#### DATA EXCERPTS

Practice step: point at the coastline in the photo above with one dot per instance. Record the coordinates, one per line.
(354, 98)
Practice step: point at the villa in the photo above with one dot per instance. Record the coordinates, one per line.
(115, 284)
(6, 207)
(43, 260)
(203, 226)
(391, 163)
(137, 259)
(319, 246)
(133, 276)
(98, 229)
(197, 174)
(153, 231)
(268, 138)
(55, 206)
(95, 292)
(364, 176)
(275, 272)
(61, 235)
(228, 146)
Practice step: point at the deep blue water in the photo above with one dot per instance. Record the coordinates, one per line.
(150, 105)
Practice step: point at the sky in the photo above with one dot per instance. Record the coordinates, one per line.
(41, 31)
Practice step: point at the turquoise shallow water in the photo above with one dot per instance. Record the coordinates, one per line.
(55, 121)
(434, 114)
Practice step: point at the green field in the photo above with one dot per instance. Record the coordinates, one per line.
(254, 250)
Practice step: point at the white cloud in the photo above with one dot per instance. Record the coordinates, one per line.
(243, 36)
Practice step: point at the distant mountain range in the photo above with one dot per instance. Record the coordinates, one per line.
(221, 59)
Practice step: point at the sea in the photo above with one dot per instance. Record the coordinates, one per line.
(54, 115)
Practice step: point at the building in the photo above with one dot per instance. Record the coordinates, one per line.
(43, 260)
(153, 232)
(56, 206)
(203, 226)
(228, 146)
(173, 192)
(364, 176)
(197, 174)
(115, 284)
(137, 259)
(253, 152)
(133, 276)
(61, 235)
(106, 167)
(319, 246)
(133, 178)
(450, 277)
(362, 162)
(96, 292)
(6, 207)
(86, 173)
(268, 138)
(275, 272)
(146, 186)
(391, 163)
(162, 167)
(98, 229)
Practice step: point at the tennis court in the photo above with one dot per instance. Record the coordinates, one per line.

#### WHAT TO DO
Everything from the line containing "Practice step: point at the distant" through the last line of the listing must be reproduced exactly, and no other line.

#### RESPONSE TO THE EXERCISE
Practice step: point at the distant mountain range in the photo above with one dot per instance. Record the coordinates, one per line.
(221, 59)
Practice step: point at the sea in the photo above with one dot per instance. Record the coordinates, one per line.
(54, 115)
Practice step: point at the building in the photo above with one dot per instance. Record the coordinates, one per line.
(43, 260)
(153, 232)
(56, 206)
(203, 226)
(228, 146)
(173, 192)
(364, 176)
(197, 174)
(115, 284)
(137, 259)
(253, 152)
(133, 276)
(61, 235)
(106, 167)
(319, 246)
(133, 178)
(450, 277)
(362, 162)
(96, 292)
(6, 207)
(86, 173)
(268, 138)
(275, 272)
(146, 186)
(391, 163)
(162, 167)
(98, 229)
Practice step: point at the tennis court in the photo above with one dot per instance. Record the coordinates, one per line.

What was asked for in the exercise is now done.